*Goal:*
Quote the following rows word for word, omitting the pictures from your answer.

[Pointing rows]
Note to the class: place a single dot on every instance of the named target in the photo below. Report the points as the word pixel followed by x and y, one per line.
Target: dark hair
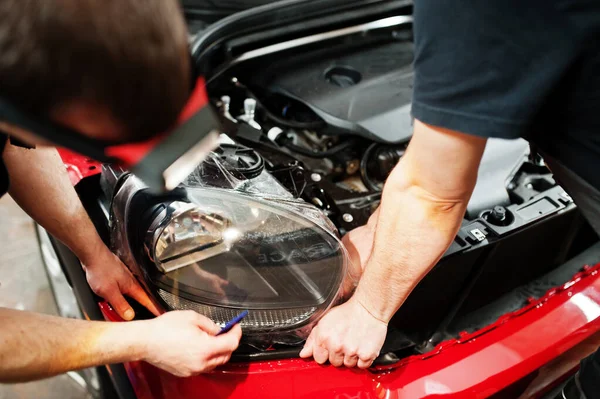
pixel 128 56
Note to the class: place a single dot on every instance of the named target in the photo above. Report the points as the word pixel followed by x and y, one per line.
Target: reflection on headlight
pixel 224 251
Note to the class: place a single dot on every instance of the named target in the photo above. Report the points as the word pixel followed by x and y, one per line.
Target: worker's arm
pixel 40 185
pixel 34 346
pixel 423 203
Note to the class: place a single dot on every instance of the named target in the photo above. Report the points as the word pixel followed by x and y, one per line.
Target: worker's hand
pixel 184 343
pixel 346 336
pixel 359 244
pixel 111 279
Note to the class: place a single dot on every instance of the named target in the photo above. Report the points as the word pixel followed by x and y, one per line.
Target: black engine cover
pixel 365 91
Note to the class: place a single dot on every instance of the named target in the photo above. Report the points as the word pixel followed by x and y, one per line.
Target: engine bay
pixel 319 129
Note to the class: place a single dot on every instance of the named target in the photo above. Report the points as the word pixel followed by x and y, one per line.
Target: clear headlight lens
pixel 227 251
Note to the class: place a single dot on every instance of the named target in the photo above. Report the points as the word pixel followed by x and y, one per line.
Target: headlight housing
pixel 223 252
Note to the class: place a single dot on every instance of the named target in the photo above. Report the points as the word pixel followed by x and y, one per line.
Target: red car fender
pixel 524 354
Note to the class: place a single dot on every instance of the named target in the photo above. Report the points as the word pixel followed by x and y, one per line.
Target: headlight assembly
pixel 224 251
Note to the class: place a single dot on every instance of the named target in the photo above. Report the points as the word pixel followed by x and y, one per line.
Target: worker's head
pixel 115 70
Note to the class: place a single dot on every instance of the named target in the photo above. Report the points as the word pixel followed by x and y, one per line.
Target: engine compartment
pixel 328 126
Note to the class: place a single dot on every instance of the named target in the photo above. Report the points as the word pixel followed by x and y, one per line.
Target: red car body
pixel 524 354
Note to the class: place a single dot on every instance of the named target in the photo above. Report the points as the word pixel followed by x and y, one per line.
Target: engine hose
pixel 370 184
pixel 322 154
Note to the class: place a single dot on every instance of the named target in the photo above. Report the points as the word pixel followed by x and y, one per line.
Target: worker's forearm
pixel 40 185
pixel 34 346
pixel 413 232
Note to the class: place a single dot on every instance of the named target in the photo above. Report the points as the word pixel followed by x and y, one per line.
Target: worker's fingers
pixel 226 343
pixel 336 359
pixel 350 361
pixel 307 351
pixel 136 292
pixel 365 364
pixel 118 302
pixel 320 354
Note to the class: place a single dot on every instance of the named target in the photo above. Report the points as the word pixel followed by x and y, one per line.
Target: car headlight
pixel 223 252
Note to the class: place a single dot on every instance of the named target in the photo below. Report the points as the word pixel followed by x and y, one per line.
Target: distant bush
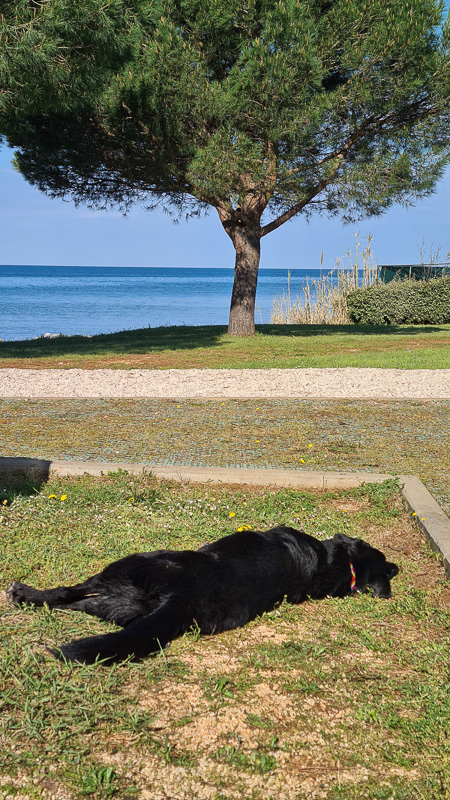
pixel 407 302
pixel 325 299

*Solution:*
Note to the class: place a single dot on every instance of the named target in the photo below. Report the points as the word pixel followed by x and y, one per line.
Target: dark hair
pixel 128 56
Note to the class: place a single dot on every instance of the named target in the photo above. Report the points as the word pixel followed by x and y, one per line.
Target: reflection on headlight
pixel 224 251
Note to the class: place a single dot on every instance of the named target in the photo above. Report the points as the word pixel followed by x and y, one per line.
Target: worker's arm
pixel 40 185
pixel 34 346
pixel 423 203
Note to the class: place a single dot on every instance of the named target in the photo above. Report the points as the word pixel followed by x and y, one per line.
Target: worker's hand
pixel 184 343
pixel 346 336
pixel 359 244
pixel 111 279
Note to the class: place a single dot on every instance of the named target in the photo above. Report the points as the word pixel followed by x and y, one per line.
Target: black engine cover
pixel 365 91
Note to the class: place a single dot on every instance of the named target in the photo above. Report the points as the word pixel followed by x and y, one per line.
Target: engine bay
pixel 319 129
Note to the class: place a single dot on every instance of the named target in the photo above. Report the points as the word pixel followed by x and y, one per line.
Target: clear headlight lens
pixel 227 251
Note to the class: place a single dot on every instance of the named target in the photo above. Report the points as the word pixel followed by x and y, one per line.
Target: headlight housing
pixel 223 252
Note to the class: place a single dot on every instance of the named target in the photo above. Report the points as the word pixel followed by x and y, one per line.
Target: red car fender
pixel 524 354
Note to the class: place a single dot on every instance of the named target in the photo above. Report the points as the word pixel followed by x and y, one per line.
Target: headlight assembly
pixel 224 251
Note to the class: place a single dot on every instance of the named target in the photo above. Report the points as the word pixel followed by x and y, one per line.
Target: worker's head
pixel 115 70
Note to the class: place a single dot on every instance of the named target in the photo above. Report the points as the word pixel followed by x and y, one per line.
Target: engine compartment
pixel 328 126
Note to the class: place a single dot on every instance of the named target in the photo above. Report the points as the word pixel followed by x and y, one per line.
Target: red car body
pixel 524 354
Note to the class: place a single dot on every instance of the named target in the photo above. Report the points as the word pixel followed by x and y, one per line.
Target: engine hose
pixel 370 184
pixel 322 154
Note to the class: place a single dot on every instance of the named target in the photo above. Report the points as the word pixel followed by x and y, one per line.
Target: worker's forearm
pixel 40 185
pixel 34 346
pixel 413 232
Note to the class: place a single dot on every instance of the named target in the photo above. Report the points as the word pixel followed by x and y, one per line.
Target: worker's fingers
pixel 226 343
pixel 336 359
pixel 350 361
pixel 307 351
pixel 136 292
pixel 365 364
pixel 118 302
pixel 320 354
Note to the class: place a single dot on every instance of the named target in the photo above. Report the points as the word pixel followed by x and y, one per line.
Target: car headlight
pixel 223 252
Note to the class: place a single dot on every instance of the named target in the photo below. Report the points as the word pixel followed by x and y, one per line.
Target: distant bush
pixel 407 302
pixel 325 299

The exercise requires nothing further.